- Aim: Reproduce the following lines verbatim, keeping their original order.

(Raw records)
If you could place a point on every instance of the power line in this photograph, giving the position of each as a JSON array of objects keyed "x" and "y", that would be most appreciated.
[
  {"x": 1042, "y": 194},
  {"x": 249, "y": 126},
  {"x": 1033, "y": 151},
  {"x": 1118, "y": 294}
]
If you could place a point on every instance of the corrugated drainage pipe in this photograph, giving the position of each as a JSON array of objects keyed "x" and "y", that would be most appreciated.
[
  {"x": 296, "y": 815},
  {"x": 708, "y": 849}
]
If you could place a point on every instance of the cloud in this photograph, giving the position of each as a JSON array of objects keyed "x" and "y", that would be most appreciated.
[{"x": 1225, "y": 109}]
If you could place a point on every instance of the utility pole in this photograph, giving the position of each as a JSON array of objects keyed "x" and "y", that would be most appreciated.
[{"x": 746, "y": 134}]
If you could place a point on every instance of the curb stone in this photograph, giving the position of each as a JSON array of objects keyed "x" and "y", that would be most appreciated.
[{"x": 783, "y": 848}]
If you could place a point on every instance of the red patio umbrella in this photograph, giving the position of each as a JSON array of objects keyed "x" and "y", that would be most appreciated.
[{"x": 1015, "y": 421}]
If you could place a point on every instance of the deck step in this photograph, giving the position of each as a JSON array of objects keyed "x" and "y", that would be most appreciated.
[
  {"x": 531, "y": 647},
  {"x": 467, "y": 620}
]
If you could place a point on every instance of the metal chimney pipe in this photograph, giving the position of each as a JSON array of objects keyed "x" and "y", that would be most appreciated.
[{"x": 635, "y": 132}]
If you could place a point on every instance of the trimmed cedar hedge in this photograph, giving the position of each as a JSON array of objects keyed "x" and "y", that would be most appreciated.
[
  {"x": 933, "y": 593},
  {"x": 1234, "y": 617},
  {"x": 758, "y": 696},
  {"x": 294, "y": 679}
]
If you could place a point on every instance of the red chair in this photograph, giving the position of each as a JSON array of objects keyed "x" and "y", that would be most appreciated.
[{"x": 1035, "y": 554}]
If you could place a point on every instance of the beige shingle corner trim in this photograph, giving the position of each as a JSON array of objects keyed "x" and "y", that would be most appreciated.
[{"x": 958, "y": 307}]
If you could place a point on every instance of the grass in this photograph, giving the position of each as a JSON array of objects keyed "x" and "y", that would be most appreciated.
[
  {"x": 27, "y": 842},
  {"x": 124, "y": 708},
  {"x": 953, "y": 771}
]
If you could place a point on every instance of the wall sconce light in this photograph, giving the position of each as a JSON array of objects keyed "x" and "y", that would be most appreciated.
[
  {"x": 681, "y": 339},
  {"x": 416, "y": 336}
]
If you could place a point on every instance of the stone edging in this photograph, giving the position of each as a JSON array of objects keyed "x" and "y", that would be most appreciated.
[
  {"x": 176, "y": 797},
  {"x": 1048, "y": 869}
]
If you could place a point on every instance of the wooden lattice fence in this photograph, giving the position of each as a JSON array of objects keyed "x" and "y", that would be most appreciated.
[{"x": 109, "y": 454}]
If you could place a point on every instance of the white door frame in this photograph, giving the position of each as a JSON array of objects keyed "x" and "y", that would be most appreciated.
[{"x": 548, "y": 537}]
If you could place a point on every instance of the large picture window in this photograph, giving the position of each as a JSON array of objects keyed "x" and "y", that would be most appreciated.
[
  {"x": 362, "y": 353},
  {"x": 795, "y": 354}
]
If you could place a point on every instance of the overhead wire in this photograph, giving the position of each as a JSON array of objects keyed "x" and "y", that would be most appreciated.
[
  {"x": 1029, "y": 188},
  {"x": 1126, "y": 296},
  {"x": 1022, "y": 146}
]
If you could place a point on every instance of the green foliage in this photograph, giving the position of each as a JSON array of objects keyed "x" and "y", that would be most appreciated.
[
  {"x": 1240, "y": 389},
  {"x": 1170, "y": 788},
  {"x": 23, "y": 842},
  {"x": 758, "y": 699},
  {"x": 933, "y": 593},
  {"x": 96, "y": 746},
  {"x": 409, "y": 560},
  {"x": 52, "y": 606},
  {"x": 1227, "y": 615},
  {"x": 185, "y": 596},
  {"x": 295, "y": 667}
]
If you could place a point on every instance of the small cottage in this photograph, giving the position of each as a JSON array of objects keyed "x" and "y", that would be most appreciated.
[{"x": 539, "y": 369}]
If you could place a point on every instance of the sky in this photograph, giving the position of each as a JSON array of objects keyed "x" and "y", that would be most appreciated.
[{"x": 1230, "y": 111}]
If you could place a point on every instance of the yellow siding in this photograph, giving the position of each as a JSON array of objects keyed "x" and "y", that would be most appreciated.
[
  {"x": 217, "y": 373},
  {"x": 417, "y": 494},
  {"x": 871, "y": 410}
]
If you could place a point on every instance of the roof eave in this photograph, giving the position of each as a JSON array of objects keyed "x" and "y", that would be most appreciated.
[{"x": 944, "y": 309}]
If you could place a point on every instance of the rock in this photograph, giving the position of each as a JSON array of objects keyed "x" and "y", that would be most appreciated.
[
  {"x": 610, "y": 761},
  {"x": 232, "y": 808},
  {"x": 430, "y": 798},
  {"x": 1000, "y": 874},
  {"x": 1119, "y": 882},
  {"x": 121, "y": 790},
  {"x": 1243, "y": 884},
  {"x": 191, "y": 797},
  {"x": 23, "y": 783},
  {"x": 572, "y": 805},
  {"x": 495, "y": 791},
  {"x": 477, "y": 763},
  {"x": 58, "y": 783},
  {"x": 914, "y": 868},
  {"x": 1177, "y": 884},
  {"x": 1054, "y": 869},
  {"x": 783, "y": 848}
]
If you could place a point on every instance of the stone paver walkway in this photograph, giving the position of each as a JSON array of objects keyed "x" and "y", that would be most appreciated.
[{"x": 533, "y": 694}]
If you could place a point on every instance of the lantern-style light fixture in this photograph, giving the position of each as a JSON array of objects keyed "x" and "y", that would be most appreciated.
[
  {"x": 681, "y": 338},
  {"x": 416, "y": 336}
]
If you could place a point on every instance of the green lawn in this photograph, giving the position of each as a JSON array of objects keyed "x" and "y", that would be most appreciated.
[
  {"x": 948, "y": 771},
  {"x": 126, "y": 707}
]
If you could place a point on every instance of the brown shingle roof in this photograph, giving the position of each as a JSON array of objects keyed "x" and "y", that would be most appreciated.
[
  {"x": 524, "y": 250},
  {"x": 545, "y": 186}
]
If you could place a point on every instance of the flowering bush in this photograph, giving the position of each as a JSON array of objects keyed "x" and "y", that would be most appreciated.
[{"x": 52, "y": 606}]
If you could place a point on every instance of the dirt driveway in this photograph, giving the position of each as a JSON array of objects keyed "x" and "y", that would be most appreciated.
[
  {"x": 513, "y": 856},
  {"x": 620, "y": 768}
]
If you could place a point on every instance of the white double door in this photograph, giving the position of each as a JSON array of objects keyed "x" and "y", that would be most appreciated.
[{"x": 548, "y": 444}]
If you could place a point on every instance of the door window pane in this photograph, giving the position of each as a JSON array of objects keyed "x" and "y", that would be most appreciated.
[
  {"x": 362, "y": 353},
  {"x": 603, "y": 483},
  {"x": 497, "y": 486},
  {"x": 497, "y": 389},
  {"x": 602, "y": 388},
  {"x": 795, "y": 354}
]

- Solution to the exercise:
If you could place a point on every instance of the power line in this photograph, giving the position of each as a JSON array of objects keyed "x" and "y", that would be most appreciated.
[
  {"x": 1042, "y": 194},
  {"x": 249, "y": 126},
  {"x": 1033, "y": 151},
  {"x": 1118, "y": 294}
]
If you could place a point on every instance of the corrugated drainage pipe in this photograph, giving the position of each as a JSON array of objects keyed "x" and "y", that would be most appreciated.
[
  {"x": 296, "y": 815},
  {"x": 708, "y": 849}
]
If you could place a point on every instance of the cloud in this photograph, giving the position of each as a JSON array of objects keyed "x" and "y", that would be most appreciated.
[{"x": 1225, "y": 109}]
If you could place a point on every instance of the utility pole in this photograph, giving the position of each as a JSON array of objects keyed "x" and "y", that would be most appreciated.
[{"x": 746, "y": 134}]
If you could place a point on every instance of the curb stone in this photograph, giving the position of each as a JSON array of objects keyed "x" and "y", that would be most appreciated.
[{"x": 783, "y": 848}]
If you could place a point on every instance of the red patio umbrella in this photograph, giving the position of each as a JSON array of objects keyed "x" and "y", that would be most appreciated.
[{"x": 1015, "y": 421}]
If you could place a point on every instance of the deck step in this photograph, giving the position of each as a JSON array of objects keyed "x" and "y", that would be most appreciated.
[
  {"x": 531, "y": 647},
  {"x": 467, "y": 620}
]
If you could place a point on every instance of the metal chimney pipe in this photograph, giving the position of each as a JSON array of objects keyed "x" and "y", that would be most appreciated.
[{"x": 635, "y": 132}]
If you could place a point on every instance of the trimmed cedar hedge in this photograph, giving the position of each as a JSON array of objects keyed "x" and "y", that would be most appreciated.
[
  {"x": 933, "y": 593},
  {"x": 1234, "y": 617},
  {"x": 758, "y": 696},
  {"x": 294, "y": 679}
]
If you could place a point on every instance of the red chair in this photograph, giving the position of each as a JSON array of objects keyed "x" and "y", that would be most appreciated.
[{"x": 1035, "y": 554}]
If you could place a point on every instance of the beige shingle corner trim in this photograph, giving the position of each as a JSON array of objects keyed "x" and "y", that would be most appreciated.
[{"x": 958, "y": 307}]
If you could place a point on every instance of the grass in this photograph, giving the position of each as a JSON array of objects keyed "x" and "y", that would be most appreciated.
[
  {"x": 27, "y": 842},
  {"x": 124, "y": 708},
  {"x": 953, "y": 771}
]
If you could place a point on every instance of the wall sconce light in this photograph, giving the position of each as a JSON array of objects keyed "x" and "y", that would be most appreciated.
[
  {"x": 681, "y": 339},
  {"x": 416, "y": 336}
]
If you could place a point on every instance of the stone edging in this photograph, giving the position of each as a JSON array of objects keyed "x" and "y", that would be most appreciated.
[
  {"x": 176, "y": 797},
  {"x": 1048, "y": 869}
]
If you could place a point on every instance of the wooden lattice fence in this photograph, giving the position of each as a JSON array of objects keyed "x" and "y", that would be most appreciated.
[{"x": 109, "y": 454}]
If you could place a point on every instance of the white door frame in this photograph, giving the position of each as a JSON array of objects keyed "x" and "y", that would be most appreciated.
[{"x": 548, "y": 537}]
If you could place a point on every instance of the large picture window in this photograph, giving the position of each as a JSON array of objects keyed "x" and "y", that would be most appreciated.
[
  {"x": 362, "y": 353},
  {"x": 795, "y": 354}
]
If you could place a point on every instance of the overhead wire in this photograph, giving the position of each as a JSON array of objects keyed "x" and "y", that would be most appreciated.
[
  {"x": 1029, "y": 188},
  {"x": 1126, "y": 296},
  {"x": 1022, "y": 146}
]
If you could place a point on every instance of the green foliage in this photograph, giving the position of each as a JSON array of objects keyed "x" and "y", that would be most appreciated.
[
  {"x": 1240, "y": 389},
  {"x": 1170, "y": 788},
  {"x": 23, "y": 842},
  {"x": 758, "y": 699},
  {"x": 933, "y": 593},
  {"x": 96, "y": 746},
  {"x": 409, "y": 560},
  {"x": 52, "y": 606},
  {"x": 1227, "y": 615},
  {"x": 185, "y": 596},
  {"x": 295, "y": 667}
]
If you could place a point on every instance of the small cottage in this photograph, giving the position of each as a JSON array of objects keyed "x" and "y", that would be most appreciated.
[{"x": 539, "y": 369}]
If you could place a point on every instance of the sky in this photograph, giving the position of each as a JSON array of objects keyed "x" and "y", that would be most appreciated.
[{"x": 1230, "y": 111}]
If you could place a point on every instance of the yellow siding in this photograph, giving the position of each as a JSON array of objects keyed "x" and "y", that would be most appreciated.
[
  {"x": 217, "y": 373},
  {"x": 417, "y": 494},
  {"x": 871, "y": 410}
]
If you could place a point on every instance of the roof eave in this photograph, giving the position of each as a JSON array of objects keyed "x" and "y", that would be most appreciated.
[{"x": 944, "y": 309}]
If you could place a point on every instance of the rock in this photograph, giving the position of each as a JSON array of objects keyed "x" and "y", that would be most appreciated.
[
  {"x": 610, "y": 761},
  {"x": 232, "y": 808},
  {"x": 430, "y": 798},
  {"x": 1000, "y": 874},
  {"x": 1119, "y": 882},
  {"x": 121, "y": 790},
  {"x": 1243, "y": 884},
  {"x": 191, "y": 797},
  {"x": 23, "y": 783},
  {"x": 572, "y": 805},
  {"x": 495, "y": 791},
  {"x": 477, "y": 763},
  {"x": 58, "y": 783},
  {"x": 914, "y": 868},
  {"x": 1177, "y": 884},
  {"x": 1054, "y": 869},
  {"x": 783, "y": 848}
]
If you could place a point on every instance of the stone paver walkway in this photograph, giving the position of each as a JSON array of objects keyed "x" and "y", that would be most appreciated.
[{"x": 533, "y": 694}]
If you could place a point on every instance of the lantern-style light fixture in this photograph, giving the position of each as a JSON array of objects keyed "x" and "y", that would be most appreciated.
[
  {"x": 681, "y": 338},
  {"x": 416, "y": 336}
]
If you could place a point on every instance of the green lawn in this photograph, giving the position of each as a JSON array of objects keyed "x" and "y", that would be most appreciated.
[
  {"x": 948, "y": 771},
  {"x": 126, "y": 707}
]
If you could place a point on every instance of the brown shingle roof in this photograph, giving the position of each as a JSON array of objects keyed "x" and "y", that would be most appreciated.
[
  {"x": 524, "y": 250},
  {"x": 545, "y": 186}
]
If you could place a point on every instance of the flowering bush in this photograph, giving the position of each as a JSON array of objects keyed "x" and "y", that would be most appreciated.
[{"x": 52, "y": 606}]
If you could place a point on every instance of the dirt driveway in this photograph, giving the position of each as a JSON array of objects keyed "x" and "y", that would be most appreciated.
[
  {"x": 513, "y": 856},
  {"x": 620, "y": 768}
]
If you could place a point on every instance of the white double door in this photograph, giving the position of each as a JSON array of objects keyed "x" and "y", that would be most appreciated.
[{"x": 548, "y": 444}]
If you could place a point on every instance of the door window pane in this photograph, giving the position of each as a JSON array of objects keyed "x" and "y", that would be most appreciated.
[
  {"x": 362, "y": 353},
  {"x": 603, "y": 483},
  {"x": 497, "y": 486},
  {"x": 497, "y": 389},
  {"x": 602, "y": 388},
  {"x": 795, "y": 354}
]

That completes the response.